> _Material for this task_:
※

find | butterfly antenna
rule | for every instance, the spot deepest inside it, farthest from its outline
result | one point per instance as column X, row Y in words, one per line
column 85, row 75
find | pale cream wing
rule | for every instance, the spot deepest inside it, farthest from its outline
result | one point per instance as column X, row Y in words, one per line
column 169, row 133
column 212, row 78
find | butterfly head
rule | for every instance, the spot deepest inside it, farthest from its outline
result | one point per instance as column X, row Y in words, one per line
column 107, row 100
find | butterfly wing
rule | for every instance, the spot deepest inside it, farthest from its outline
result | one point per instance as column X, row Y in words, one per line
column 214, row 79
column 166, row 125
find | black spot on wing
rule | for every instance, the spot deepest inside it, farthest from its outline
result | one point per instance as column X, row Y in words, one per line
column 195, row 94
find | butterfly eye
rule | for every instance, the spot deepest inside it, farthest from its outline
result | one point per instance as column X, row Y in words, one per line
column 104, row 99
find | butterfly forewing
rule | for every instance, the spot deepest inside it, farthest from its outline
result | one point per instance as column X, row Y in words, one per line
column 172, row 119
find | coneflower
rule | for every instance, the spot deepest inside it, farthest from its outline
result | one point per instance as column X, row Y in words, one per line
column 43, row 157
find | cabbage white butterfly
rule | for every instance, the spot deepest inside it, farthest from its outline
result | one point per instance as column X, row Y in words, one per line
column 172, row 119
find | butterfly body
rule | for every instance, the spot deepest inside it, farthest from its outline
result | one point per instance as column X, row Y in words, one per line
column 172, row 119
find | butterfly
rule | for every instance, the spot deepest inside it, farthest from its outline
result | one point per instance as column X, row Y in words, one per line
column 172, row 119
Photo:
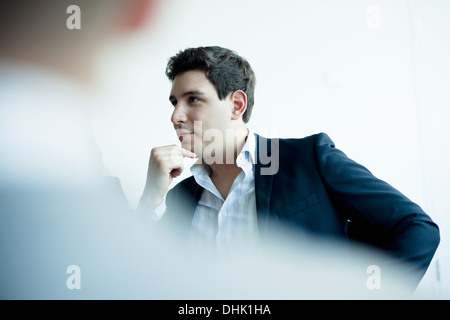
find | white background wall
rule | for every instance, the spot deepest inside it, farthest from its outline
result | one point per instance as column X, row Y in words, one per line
column 374, row 75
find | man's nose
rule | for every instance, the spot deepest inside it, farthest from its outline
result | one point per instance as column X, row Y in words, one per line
column 178, row 115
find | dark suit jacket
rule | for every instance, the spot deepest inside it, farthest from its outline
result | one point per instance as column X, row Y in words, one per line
column 317, row 188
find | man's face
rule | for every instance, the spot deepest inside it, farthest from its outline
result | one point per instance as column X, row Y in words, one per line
column 198, row 113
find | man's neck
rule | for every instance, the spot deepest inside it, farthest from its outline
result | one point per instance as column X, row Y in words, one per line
column 224, row 174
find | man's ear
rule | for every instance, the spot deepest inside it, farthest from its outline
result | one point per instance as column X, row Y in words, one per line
column 239, row 99
column 138, row 13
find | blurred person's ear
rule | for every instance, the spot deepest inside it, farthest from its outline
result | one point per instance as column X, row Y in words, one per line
column 139, row 13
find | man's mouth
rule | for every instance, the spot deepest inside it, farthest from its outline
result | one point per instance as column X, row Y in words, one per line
column 182, row 133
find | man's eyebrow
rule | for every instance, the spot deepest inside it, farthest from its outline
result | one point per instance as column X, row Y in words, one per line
column 188, row 93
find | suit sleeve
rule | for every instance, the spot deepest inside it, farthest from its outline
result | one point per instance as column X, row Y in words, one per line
column 377, row 211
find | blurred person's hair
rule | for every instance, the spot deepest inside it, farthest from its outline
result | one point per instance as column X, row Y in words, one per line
column 226, row 70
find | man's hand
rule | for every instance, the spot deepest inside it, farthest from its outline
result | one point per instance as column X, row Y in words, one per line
column 165, row 164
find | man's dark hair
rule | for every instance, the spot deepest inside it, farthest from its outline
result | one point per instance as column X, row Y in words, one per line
column 226, row 70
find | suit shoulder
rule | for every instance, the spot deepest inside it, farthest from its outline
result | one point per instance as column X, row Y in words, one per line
column 318, row 139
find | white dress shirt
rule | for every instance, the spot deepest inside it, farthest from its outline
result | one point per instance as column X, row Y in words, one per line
column 221, row 224
column 226, row 224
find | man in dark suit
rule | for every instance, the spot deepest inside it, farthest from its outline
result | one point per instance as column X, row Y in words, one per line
column 246, row 188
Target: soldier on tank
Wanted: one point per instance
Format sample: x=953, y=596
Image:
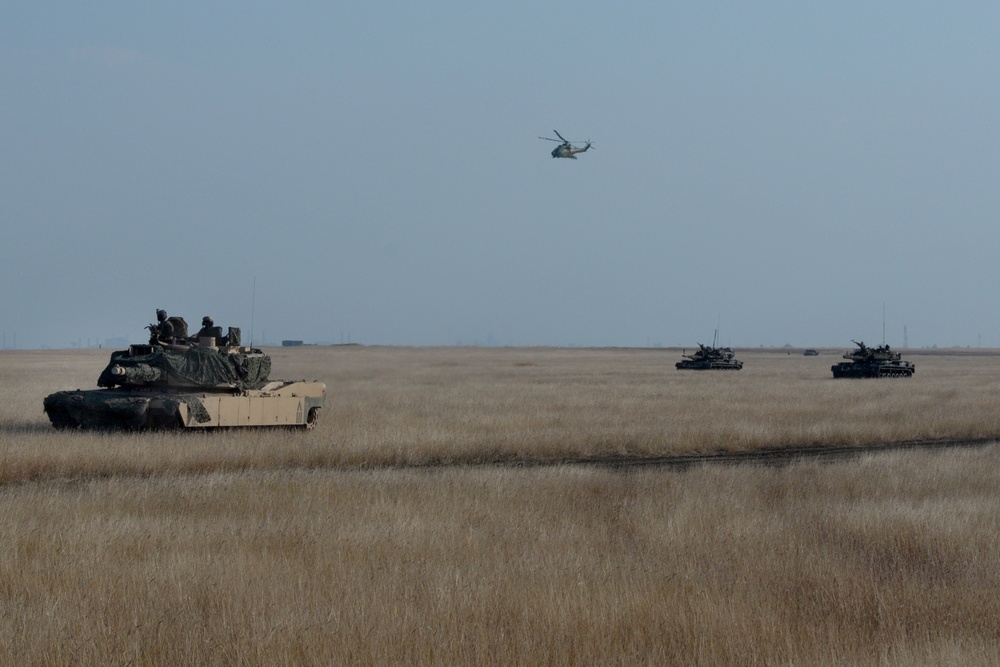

※

> _Exercise aim_:
Reproduce exactly the lines that run from the start of the records to the line with "find | butterfly forewing", both included.

> _Result of the exercise_:
find | butterfly antenna
rule | for every instance, the spot deepest inside it, farthest from its outline
result | one point per instance as column X, row Y in words, one per line
column 85, row 75
find | pale cream wing
rule | for every instance, the spot deepest inside it, farthest from its outline
result | one point per instance as column X, row Y in words, one per line
column 169, row 133
column 212, row 78
find | butterfly head
rule | for every instance, the spot deepest inside it, farthest from its outline
result | one point per instance as column X, row Y in words, one per line
column 107, row 100
find | butterfly wing
rule | for every instance, the spot deepest inside it, farthest from its outline
result | one point per instance as column X, row Y in words, one per line
column 214, row 79
column 166, row 125
find | black spot on wing
rule | for every instance, the spot deepest inside it, farthest from its outline
result | one point per instance as column X, row Y in words, one per line
column 195, row 94
find | butterfly eye
rule | for every instance, the spot deepest inside it, farthest from its outline
result | one point per instance as column X, row Y in words, one per line
column 104, row 99
find | butterfly forewing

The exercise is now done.